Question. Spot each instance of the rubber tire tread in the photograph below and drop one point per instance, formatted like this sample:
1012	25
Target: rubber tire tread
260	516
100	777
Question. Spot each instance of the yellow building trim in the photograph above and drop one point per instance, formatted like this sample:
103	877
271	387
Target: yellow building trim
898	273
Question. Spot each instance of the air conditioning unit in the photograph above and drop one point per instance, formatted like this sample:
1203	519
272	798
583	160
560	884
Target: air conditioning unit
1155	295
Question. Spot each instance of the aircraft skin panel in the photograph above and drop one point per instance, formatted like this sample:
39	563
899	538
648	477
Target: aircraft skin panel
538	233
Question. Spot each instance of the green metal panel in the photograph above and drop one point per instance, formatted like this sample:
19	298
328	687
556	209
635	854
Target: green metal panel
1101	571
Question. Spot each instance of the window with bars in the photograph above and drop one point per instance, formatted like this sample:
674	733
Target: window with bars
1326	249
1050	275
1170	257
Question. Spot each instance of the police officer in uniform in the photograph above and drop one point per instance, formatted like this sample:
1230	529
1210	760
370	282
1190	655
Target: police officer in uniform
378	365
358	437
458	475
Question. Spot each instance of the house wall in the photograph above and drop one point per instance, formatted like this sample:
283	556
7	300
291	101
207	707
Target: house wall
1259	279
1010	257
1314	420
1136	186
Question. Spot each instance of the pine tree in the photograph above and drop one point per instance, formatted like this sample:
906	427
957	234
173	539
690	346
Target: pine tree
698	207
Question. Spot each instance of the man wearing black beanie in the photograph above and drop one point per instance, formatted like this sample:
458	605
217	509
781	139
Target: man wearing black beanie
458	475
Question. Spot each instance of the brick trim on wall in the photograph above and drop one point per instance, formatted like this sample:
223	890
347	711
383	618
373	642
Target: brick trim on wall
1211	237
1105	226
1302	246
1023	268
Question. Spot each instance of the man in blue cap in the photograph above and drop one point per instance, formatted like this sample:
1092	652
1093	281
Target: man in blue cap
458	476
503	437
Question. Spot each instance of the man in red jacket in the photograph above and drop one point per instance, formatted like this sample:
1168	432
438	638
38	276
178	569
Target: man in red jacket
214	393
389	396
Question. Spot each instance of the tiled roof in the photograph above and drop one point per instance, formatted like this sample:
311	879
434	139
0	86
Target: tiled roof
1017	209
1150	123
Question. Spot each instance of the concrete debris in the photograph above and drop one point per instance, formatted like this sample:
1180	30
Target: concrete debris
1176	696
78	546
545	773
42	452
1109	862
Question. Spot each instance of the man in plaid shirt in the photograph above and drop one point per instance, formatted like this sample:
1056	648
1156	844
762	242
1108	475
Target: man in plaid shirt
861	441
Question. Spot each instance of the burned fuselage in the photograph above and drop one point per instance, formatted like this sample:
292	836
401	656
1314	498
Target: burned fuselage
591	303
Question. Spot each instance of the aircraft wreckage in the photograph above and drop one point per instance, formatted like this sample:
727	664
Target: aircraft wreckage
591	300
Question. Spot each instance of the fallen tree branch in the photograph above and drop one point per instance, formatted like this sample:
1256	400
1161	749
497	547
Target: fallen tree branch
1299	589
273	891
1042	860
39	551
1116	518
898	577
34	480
==========
§ WHAT IS EXPECTED:
Nothing in the entries above should differ when you return them in full.

§ ANSWER TO THE EXERCISE:
Question. Spot each instance of the rubber tire tread in the photograph below and drop one point per instance, formatted like this sample:
1012	25
Target: rubber tire tread
260	516
100	777
Question. Spot each instance of the yellow building trim in the photograph above and drop one point per instance, formatted like this sample:
103	877
271	387
Target: yellow building trim
898	273
Question. Spot each instance of the air conditioning unit in the photograph above and drop one point per instance, formatted like this sample:
1203	519
272	798
583	160
560	884
Target: air conditioning unit
1155	295
Question. Spot each instance of the aircraft skin panel in the photograph above and drop one point per instance, formatted like this sample:
39	563
899	538
648	477
Target: aircraft skin panel
538	233
Question. Spot each instance of the green metal panel in the photograph above and drop one point per instance, formatted like this sample:
19	298
328	687
556	209
635	854
Target: green metal panel
1101	571
Question. Spot each instance of the window with bars in the photograph above and drop one point per instance, formatted like this sample:
674	733
Target: window with bars
1326	249
1050	275
1170	257
Question. Spot each instance of the police officer in uniform in the photograph above and drop one point per instance, formatted like this sample:
1230	529
1210	760
370	282
1190	655
Target: police officer in uniform
378	365
358	437
458	475
Question. Spot each instance of the house wall in the photograph above and drop one point per instance, formatted like this sample:
283	556
7	300
291	101
207	707
Target: house wall
1259	279
1010	257
1314	420
1136	186
Question. Spot each instance of the pine tree in the photograph above and drop one point per instance, formatted like this sample:
906	427
957	234
173	539
690	346
Target: pine tree
698	207
Question. Spot each instance of the man wearing black beanie in the photograph above and drop one point per instance, formatted like this sample:
458	605
217	509
781	139
Target: man wearing black beanie
458	475
Question. Spot each instance of the brick trim on wall in the photograph above and drop one point per instance, formatted like this sample:
223	890
347	711
383	618
373	642
Target: brick trim on wall
1211	237
1105	226
1302	246
1023	268
Question. Spot each instance of the man in blue cap in the photograph above and drop one point per instance, formatted like this sample:
1092	652
1093	281
Target: man in blue cap
458	476
503	437
Question. Spot each instance of the man in red jacket in the photograph above and drop one point per instance, formatted like this sample:
1168	432
438	638
38	276
178	569
Target: man in red jacket
214	393
389	396
Question. Spot each instance of the tiled roof in the photograph above and drop one point per instance, formatted like this sample:
311	879
434	139
0	86
Target: tiled roof
1017	209
1150	123
Question. Spot each instance of the concrete debris in the photograph above and drop one point per instance, formatted like this sample:
1180	30
Target: concrete debris
1176	696
78	546
545	773
42	452
1109	862
Question. Spot each instance of the man in plaid shirt in the photograph above and drop one point per instance, formatted like this sample:
1056	648
1156	844
762	242
1108	475
Target: man in plaid shirt
861	441
Question. Spot each instance of the burned fuselage in the photograph above and drop one point per instance, formatted like this sample:
292	836
401	656
1314	498
Target: burned fuselage
591	303
Question. Spot each instance of the aircraft wreckage in the photograph above and drop one point per instance, formatted like this sample:
727	664
Target: aircraft wreckage
591	300
Question. Spot each instance of the fallen tree branch in the photograph above and drop one point per instance, formatted like this sample:
1256	400
1161	749
497	547
Target: fallen tree branch
1299	589
273	891
1042	860
39	551
1116	518
898	577
34	480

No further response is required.